What you need to do >>
Please set down all the lines beneath this one exactly, without the pictures.

Excerpted data >>

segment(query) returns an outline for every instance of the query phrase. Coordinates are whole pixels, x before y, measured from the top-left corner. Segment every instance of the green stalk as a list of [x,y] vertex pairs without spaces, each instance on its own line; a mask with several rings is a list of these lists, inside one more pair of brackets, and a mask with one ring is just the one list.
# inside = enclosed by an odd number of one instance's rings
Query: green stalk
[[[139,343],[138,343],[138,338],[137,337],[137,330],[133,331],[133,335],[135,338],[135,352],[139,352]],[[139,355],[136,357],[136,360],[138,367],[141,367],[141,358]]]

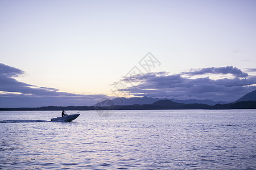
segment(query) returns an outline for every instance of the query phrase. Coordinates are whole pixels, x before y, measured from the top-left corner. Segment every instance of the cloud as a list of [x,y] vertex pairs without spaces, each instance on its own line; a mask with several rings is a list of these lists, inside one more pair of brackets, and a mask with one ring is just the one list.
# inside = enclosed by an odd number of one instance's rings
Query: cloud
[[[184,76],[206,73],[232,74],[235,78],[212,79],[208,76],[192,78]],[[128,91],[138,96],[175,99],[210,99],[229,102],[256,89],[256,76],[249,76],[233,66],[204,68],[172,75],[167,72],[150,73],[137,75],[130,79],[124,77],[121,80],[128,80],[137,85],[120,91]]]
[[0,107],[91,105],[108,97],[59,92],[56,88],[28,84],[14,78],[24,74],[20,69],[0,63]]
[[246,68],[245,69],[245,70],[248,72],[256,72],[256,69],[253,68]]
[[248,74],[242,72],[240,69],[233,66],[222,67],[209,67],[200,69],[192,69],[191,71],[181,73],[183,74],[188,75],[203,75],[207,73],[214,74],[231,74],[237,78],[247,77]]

Answer for the task >>
segment(query) returns an outline for every instance of the query phrase. Coordinates are whole pixels, x before y, measured from the top-left corner. Segment every instance of the green stalk as a list of [x,y] vertex pairs without spaces, each instance on its own line; a mask with several rings is a list of these lists, inside one more pair of brackets, and a mask with one ring is just the one list.
# inside = enclosed by an odd number of one instance's rings
Query: green stalk
[[[139,343],[138,343],[138,338],[137,337],[137,330],[133,331],[133,335],[135,338],[135,352],[139,352]],[[139,355],[136,357],[136,360],[138,367],[141,367],[141,358]]]

segment(query) returns an outline for every instance of the query phrase. Coordinates are whole pixels, x before y, measured from the top-left corner. Segment every instance of the cloud as a list of [x,y] vertex pairs without spaces, each instance on its own line; a mask with several rings is a list of these lists, inside one more pair of brackets, and a mask with one ring is just the one list.
# inside = enclosed by an odd number of one instance's rings
Query: cloud
[[[184,76],[206,73],[232,74],[235,78],[212,79],[208,76],[192,78]],[[128,91],[138,96],[175,99],[210,99],[229,102],[256,89],[256,76],[249,76],[233,66],[204,68],[172,75],[167,72],[150,73],[137,75],[130,79],[124,77],[121,80],[128,80],[137,85],[120,91]]]
[[0,107],[91,105],[108,97],[59,92],[56,88],[28,84],[14,78],[24,74],[20,69],[0,63]]
[[246,68],[245,69],[245,70],[248,72],[256,72],[256,69],[253,68]]
[[248,74],[242,72],[240,69],[233,66],[222,67],[209,67],[200,69],[192,69],[191,71],[181,73],[183,74],[188,75],[203,75],[207,73],[214,74],[231,74],[237,78],[247,77]]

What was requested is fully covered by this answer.